Lahirnya tindak kekerasan yang dilakukan oleh seseorang tentu karena ada sebab pemicunya. Namun dewasa ini, modus dan faktor penyebab munculnya sebuah aksi kekerasan makin tidak jelas, kurang bisa diterima oleh nalar pikir yang jernih, dan tentu saja makin kompleks.
Lihat saja kasus anak yang tega membunuh ibu kandungya sendiri karena persoalan uang recehan yang tidak seberapa nilainya. Begitu juga kasus seorang ayah yang tega membunuh anak dan istrinya hanya karena curiga berbalut cemburu. Belum lagi keberadaan isu-isu bohong yang diplintir sana sini oleh media sehingga dengan mudah dan cepatnya berita hoax itu memancing emosi kelompok-kelompok tertentu dan memicu lahirnya tindak kekerasan. Baik oleh individu maupun oleh kelompok.
Menyikapi persoalan kekerasan yang ada, secara eksklusif Suara Muhammadiyah bertemu dengan Kapolda Daerah Istimewa Yogyakarta (DIY) Brigjen Pol Ahmad Dofiri. Berikut petikan dialognya.
Tindak kekerasan sering ditampilkan oleh masyarakat akhir-akhir ini, sebenarnya apa yang terjadi?
Tidak banyak sebenarnya kasus kekerasan yang terjadi. Hanya saja, dengan kecepatan dan kecanggihan teknologi di era digital ini, membuat semua publik tahu.

Entri penunjukan objek berlabel:
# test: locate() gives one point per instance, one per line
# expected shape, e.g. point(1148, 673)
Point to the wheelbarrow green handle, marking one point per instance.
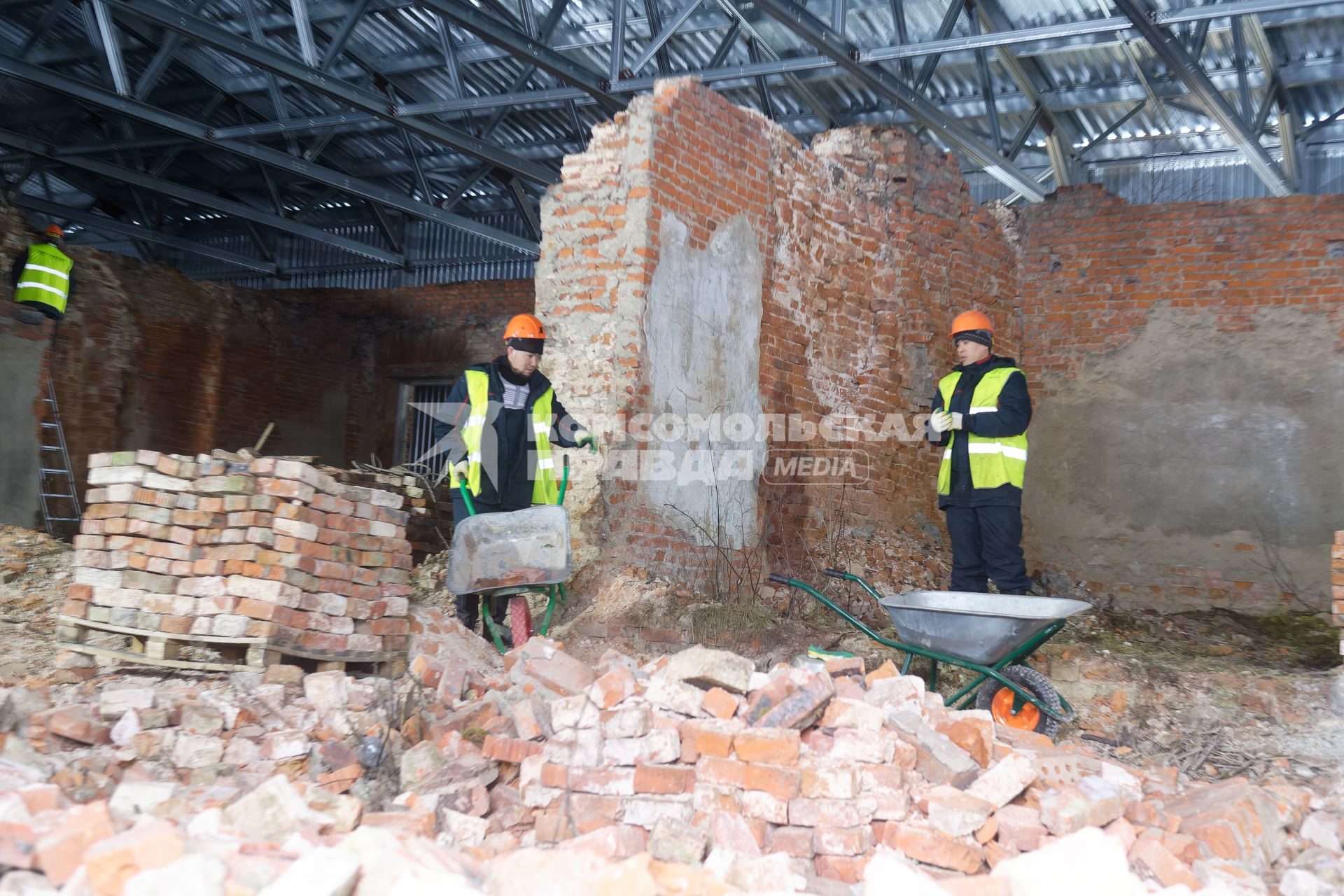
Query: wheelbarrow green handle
point(467, 498)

- [Yang Perlu Dikerjakan]:
Tentukan apakah setiap pernyataan berikut sesuai dengan teks tentang tindak kekerasan, lalu jawab ya atau tidak disertai kutipan persis dari teks yang menjadi penentunya.
1. Teks menyebut bahwa kasus kekerasan yang terjadi sebenarnya tidak banyak.
2. Suara Muhammadiyah bertemu dengan Kapolda Jawa Tengah.
3. Seorang ayah membunuh anak dan istrinya karena persoalan uang.

- [Hasil Tugas]:
1. Ya: "Tidak banyak sebenarnya kasus kekerasan yang terjadi."
2. Tidak: "Kapolda Daerah Istimewa Yogyakarta (DIY) Brigjen Pol Ahmad Dofiri"
3. Tidak: "hanya karena curiga berbalut cemburu"